What to produce
Copy out every record below, word for word.

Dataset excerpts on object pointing

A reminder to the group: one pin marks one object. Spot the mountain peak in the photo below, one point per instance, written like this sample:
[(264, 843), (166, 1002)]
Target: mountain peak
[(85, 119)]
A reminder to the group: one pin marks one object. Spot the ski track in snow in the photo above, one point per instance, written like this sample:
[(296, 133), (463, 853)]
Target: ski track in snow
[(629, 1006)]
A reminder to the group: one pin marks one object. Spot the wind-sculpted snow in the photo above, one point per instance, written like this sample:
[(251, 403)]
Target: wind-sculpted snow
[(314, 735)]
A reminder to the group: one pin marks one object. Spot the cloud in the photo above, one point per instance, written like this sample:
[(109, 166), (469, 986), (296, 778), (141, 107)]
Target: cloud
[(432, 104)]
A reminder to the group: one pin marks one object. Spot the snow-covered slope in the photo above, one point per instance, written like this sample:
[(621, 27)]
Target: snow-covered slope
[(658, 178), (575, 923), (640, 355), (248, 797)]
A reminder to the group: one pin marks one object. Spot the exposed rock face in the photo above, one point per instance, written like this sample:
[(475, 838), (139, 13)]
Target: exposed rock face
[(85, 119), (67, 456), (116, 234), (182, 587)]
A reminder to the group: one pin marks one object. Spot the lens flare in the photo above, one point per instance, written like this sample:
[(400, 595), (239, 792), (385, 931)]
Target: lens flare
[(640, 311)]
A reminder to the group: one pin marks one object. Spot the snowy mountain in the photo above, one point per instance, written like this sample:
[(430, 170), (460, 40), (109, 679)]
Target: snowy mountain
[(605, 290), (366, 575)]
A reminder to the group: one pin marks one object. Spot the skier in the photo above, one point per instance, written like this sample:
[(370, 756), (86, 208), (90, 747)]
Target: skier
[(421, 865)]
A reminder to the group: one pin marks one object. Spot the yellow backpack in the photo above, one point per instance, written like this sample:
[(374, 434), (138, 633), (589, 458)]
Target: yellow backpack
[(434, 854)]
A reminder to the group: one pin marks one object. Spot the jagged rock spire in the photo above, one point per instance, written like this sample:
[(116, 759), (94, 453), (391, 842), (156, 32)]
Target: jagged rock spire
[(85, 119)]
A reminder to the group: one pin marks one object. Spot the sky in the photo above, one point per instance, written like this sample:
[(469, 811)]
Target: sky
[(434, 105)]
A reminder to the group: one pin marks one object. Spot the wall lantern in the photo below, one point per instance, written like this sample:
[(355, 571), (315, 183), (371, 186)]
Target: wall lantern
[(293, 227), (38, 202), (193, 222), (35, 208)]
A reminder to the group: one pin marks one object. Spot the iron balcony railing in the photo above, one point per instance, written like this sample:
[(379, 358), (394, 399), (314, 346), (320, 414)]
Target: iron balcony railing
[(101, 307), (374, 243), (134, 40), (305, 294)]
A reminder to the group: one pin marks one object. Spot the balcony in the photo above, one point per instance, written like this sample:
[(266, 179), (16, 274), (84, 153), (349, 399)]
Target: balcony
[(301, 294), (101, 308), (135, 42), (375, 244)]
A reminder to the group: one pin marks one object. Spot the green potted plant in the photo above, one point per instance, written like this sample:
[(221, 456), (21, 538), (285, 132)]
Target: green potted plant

Result below
A reminder to the group: one pin marks one object. Spot the mountain peak in the photo below, one point per instance, written like this sample:
[(264, 843), (166, 1002)]
Target: mountain peak
[(85, 119)]
A reminder to the group: one pin marks one object. Spot the ski track in snow in the photo above, one point per instance, written like this sample:
[(296, 133), (463, 853)]
Target: ski track in snow
[(629, 1006)]
A reminder to the group: one pin marks one object. Spot the wind-sculpted snow in the photo above, one point per instance, written like this sample:
[(251, 403)]
Target: wind-sculpted snow
[(314, 735)]
A reminder to the group: one pin marks one object. Spot the cloud in the photo above, one point per instance, written like this sample:
[(109, 166), (469, 986), (296, 778), (141, 107)]
Target: cloud
[(432, 104)]
A reminder to the group: one pin marks one object. Spot the snow-covered slope in the photo above, one point per instance, written like this sample:
[(621, 27)]
Target: snow-covered slope
[(658, 178), (575, 923), (640, 355), (248, 797)]
A reminder to the group: one pin marks one object. Spot the exposed rock face in the photo above, one point per instance, written like this sample:
[(475, 838), (139, 13)]
Target: exposed rock face
[(85, 119), (67, 456), (116, 234), (182, 587)]
A reminder to the group: one pin marks one object. Spot the lens flare in the photo above, one point per instance, written like this sample:
[(400, 595), (239, 792), (385, 931)]
Target: lens flare
[(640, 311)]
A reminder to the group: one pin marks one object. Spot the snowy mountain in the photo above, one point per instance, written like this sample:
[(430, 170), (460, 40), (109, 679)]
Target: snowy mountain
[(605, 290), (366, 575)]
A reminder to the group: one pin marks one object. Spot the skier in the photo above, one point per instance, written like this sample:
[(370, 756), (86, 208), (90, 747)]
Target: skier
[(421, 865)]
A reminder to the group: one pin marks one object. Spot the yellow backpack in the photo above, one point per instance, written like this sample:
[(374, 434), (138, 633), (589, 458)]
Target: yellow backpack
[(434, 854)]
A reminder to the group: one pin marks one object. Spot the jagged rock spire in the photo above, one point per instance, written like this sample:
[(116, 759), (94, 453), (391, 842), (156, 32)]
Target: jagged rock spire
[(85, 119)]
A reminder to the group: one pin marks one object. Spot the sky in the photo above, one point per instance, written like this sample:
[(469, 811)]
Target: sky
[(434, 105)]
A reminder to the group: one pin marks one object. Spot the wall lantern in the photo below, one point per instance, written like this sample:
[(355, 571), (315, 183), (371, 186)]
Target: wall lantern
[(293, 227), (38, 202), (193, 222), (35, 208)]
A reminder to the group: one pin marks one object. Spot the iron balcony railing in the photo above, one point per instance, written like this sample:
[(379, 358), (394, 399), (314, 346), (320, 414)]
Target: iron balcony railing
[(101, 307), (374, 243), (134, 40), (305, 294)]
A reminder to the group: one pin marks one object. Spot the balcony in the photo above, one point per instance, written like this sample:
[(266, 179), (16, 274), (84, 153), (349, 399)]
Target: balcony
[(301, 294), (101, 308), (135, 42), (375, 244)]
A reminder to the group: one pin marks one object. Spot the green potted plant in the photo above, one point per instance, written like this sample:
[(221, 456), (21, 538), (285, 132)]
Target: green potted plant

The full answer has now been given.